Start of Dataset extract
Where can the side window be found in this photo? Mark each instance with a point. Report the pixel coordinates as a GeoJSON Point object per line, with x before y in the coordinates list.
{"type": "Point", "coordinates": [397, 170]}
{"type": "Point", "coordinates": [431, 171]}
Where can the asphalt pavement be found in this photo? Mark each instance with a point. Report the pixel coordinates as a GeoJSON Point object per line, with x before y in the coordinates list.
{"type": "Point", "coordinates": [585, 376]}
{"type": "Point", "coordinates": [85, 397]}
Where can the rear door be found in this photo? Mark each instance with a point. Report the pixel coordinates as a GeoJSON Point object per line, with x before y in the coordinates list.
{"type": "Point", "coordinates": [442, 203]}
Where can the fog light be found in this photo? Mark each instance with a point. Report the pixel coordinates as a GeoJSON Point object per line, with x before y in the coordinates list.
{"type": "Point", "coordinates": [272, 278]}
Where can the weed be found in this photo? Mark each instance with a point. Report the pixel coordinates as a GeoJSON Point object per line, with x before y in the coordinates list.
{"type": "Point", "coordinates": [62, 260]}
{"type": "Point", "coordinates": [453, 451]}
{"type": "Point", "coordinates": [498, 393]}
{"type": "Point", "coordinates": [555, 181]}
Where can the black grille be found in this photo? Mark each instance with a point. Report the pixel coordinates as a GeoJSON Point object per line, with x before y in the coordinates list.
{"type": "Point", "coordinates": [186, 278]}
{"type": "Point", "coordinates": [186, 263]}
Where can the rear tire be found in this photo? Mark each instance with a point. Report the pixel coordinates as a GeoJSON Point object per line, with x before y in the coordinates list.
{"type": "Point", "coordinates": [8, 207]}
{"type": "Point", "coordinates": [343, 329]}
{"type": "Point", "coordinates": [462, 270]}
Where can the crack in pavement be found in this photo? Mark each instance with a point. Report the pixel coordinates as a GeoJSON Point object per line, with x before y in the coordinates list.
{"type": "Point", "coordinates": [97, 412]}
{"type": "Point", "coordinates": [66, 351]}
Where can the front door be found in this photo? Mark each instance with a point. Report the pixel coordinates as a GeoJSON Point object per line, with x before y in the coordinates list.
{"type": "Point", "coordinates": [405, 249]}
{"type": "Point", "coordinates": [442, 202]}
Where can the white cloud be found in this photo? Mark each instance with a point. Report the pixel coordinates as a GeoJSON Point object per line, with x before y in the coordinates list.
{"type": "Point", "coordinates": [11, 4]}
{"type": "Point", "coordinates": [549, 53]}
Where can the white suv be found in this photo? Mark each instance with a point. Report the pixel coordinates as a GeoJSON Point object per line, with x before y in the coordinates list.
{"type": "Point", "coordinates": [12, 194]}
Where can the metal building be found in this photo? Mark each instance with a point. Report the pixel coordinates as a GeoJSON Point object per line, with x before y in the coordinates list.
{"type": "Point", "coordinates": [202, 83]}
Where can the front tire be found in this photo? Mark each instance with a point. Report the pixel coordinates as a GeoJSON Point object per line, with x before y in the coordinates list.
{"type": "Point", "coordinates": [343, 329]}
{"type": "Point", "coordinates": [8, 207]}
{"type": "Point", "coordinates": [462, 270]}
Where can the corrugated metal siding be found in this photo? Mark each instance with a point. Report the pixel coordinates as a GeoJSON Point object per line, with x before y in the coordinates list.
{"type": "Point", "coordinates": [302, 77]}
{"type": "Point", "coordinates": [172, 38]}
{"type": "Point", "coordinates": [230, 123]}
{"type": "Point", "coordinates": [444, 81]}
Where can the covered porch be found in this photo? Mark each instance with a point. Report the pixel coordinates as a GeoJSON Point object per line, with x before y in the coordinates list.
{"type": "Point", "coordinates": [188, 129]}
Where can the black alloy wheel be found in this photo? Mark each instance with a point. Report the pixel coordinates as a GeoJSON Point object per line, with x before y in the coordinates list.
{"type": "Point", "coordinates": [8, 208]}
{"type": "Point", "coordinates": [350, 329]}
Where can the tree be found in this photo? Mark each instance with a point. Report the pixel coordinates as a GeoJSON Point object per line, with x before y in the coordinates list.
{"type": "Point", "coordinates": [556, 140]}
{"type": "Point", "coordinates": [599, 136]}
End of Dataset extract
→ **Task statement**: Up to and including the last line of the listing above, copy exactly every line from the one that contains "Where can the tree" onward; leave out all others.

→ **Response to the exercise**:
Where can the tree be found in this photo? Mark each instance with a point. Report the pixel coordinates as a GeoJSON Point object per line, with x before y in the coordinates list.
{"type": "Point", "coordinates": [556, 140]}
{"type": "Point", "coordinates": [599, 136]}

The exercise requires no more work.